→ EXERCISE SET
a) Answer each question using the text on health information technology for care coordination:
(i) Which Commonwealth Fund member is named as part of the research team?
(ii) How many main barriers did the researchers identify?
(iii) Among the experts interviewed, what basic requirement was given as an example of something they did not agree on?
b) Continue the text on health information technology for care coordination from its last sentence.

→ TEXT EXCERPT

Health information technology (HIT) holds enormous promise for improving the coordination of care delivered to high-need patients and producing savings for the U.S. health system. The types of HIT tools available, however, are limited, and obstacles hinder the development of new ones. A research team including The Commonwealth Fund’s Eric C. Schneider, M.D., interviewed experts, government officials, academics, and clinicians to define these obstacles and determine a path forward.
What the Study Found
Researchers identified four main barriers to creating HIT tools for care coordination:
- Lack of clarity around what “coordination” means. Since the issues surrounding coordination of complex care are poorly understood, HIT designers are substantially handicapped when attempting to come up ways to address them. For instance, experts remain divided on the kinds of activities and the types of care providers that should be factored into care coordination initiatives.
- Diverse practice patterns, workflows, and job definitions. There is enormous variation from one practice to the next in terms of team members’ roles, responsibilities, and workflow patterns. Among experts interviewed for the study, there was no consensus on how to meet even basic requirements such as defining the care coordinator’s role.

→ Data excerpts
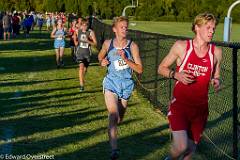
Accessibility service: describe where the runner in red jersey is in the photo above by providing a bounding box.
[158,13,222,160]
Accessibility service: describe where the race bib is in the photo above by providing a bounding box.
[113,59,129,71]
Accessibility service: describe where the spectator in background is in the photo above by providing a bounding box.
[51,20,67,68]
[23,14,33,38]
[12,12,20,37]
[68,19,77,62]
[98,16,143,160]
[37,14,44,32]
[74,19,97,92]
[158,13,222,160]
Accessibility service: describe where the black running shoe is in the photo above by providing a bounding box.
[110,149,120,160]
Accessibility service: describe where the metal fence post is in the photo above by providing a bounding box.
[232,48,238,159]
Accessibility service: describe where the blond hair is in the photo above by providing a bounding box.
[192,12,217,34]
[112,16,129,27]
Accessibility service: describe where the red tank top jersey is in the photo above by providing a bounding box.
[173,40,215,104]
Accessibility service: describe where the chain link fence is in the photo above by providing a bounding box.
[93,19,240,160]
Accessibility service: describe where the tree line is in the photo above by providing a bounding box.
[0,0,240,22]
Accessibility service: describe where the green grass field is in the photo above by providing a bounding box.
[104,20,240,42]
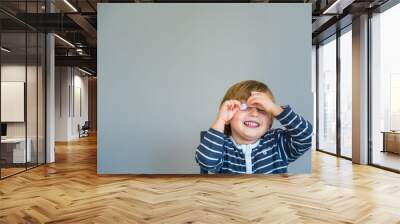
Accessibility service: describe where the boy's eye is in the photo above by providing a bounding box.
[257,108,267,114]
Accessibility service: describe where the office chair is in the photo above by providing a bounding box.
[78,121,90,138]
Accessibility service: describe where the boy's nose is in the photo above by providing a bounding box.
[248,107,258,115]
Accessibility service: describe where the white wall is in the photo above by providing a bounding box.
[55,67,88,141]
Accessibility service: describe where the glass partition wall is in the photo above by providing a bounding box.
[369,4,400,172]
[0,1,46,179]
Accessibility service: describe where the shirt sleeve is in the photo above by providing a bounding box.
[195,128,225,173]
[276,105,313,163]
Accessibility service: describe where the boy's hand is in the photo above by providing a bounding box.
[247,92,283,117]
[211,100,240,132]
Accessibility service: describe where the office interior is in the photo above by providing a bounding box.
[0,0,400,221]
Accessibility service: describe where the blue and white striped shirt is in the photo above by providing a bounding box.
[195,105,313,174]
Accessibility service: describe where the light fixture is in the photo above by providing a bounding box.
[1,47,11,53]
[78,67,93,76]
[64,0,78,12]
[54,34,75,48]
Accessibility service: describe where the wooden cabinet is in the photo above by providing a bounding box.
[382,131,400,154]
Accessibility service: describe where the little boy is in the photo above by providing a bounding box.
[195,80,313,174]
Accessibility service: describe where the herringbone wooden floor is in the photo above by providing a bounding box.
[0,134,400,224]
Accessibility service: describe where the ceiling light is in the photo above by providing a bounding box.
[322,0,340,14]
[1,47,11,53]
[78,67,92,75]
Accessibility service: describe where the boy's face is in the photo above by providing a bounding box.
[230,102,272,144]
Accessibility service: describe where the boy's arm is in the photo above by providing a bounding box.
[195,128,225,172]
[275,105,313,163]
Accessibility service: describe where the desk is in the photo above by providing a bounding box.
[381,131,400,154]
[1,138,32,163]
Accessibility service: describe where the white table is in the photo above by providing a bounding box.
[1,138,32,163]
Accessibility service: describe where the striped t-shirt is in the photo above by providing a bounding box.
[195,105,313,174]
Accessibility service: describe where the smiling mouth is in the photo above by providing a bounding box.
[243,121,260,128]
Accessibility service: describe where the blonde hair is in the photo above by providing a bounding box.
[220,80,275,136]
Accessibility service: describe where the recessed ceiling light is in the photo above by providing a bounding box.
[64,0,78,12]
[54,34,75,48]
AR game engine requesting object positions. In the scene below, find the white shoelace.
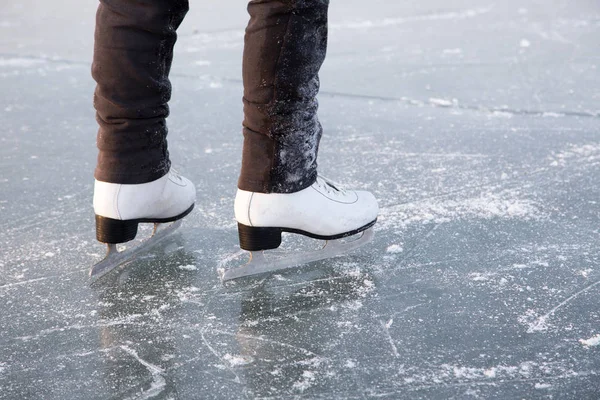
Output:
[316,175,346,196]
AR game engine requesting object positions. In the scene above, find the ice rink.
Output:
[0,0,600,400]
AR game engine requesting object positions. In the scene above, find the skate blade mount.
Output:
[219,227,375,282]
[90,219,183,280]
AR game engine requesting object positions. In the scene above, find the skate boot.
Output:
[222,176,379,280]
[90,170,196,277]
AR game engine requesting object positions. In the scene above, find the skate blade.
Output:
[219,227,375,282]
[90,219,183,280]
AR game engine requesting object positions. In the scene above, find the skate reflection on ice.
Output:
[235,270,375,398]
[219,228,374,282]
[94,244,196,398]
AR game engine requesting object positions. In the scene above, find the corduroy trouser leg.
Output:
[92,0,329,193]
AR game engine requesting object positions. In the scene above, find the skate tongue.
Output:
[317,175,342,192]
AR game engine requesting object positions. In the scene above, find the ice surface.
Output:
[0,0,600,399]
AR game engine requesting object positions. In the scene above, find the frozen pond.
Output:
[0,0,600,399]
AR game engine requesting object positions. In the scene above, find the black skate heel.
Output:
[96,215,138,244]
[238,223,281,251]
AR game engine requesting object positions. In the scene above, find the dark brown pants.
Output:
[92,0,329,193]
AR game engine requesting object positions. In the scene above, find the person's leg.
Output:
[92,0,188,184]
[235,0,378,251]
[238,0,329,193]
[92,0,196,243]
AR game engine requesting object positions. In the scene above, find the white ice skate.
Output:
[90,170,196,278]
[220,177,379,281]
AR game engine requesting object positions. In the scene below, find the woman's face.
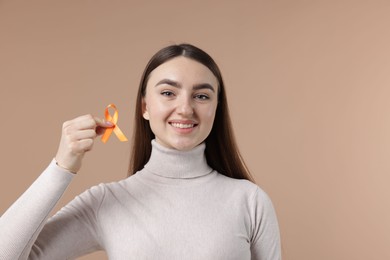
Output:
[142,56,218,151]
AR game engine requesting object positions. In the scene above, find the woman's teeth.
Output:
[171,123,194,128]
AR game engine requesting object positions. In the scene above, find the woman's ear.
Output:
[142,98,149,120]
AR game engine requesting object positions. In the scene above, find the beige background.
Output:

→ ANSWER LIST
a)
(i) Eric C. Schneider, M.D.
(ii) Four.
(iii) Defining the care coordinator's role.

b)
- Resistance to change. Incorporating new HIT solutions to will involve substantial changes to the processes physician practices have in place. This will require training and an organizational commitment to prioritizing coordination.
- The missing business case. The shift toward accountable care organizations and other newer payment models that provide incentives to coordinate care has been a slow one. At the same time, there is no guarantee that adopting expensive HIT tools and changing up work patterns will pay for themselves, let alone increase practices’ compensation.
These obstacles aside, the researchers did identify five types of HIT tools that help facilitate coordination: care plans, dashboards, patient-relationship managers, event alerts, and referral tracking.
To develop solutions to inadequate coordination in the care of complex patients, HIT developers should engage physicians in the design and functionality of their products.